Try it:
Would you repeat all the lines below, exactly as they stand?
Segment Start: Records for the task
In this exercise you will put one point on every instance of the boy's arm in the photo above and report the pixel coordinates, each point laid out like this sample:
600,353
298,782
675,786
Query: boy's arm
Segment End: Records for the task
Result of the task:
In this exercise you will put one point on every instance of the boy's arm in the photo above and report the pixel coordinates, each point laid out like this sample:
600,353
298,782
675,786
Query: boy's arm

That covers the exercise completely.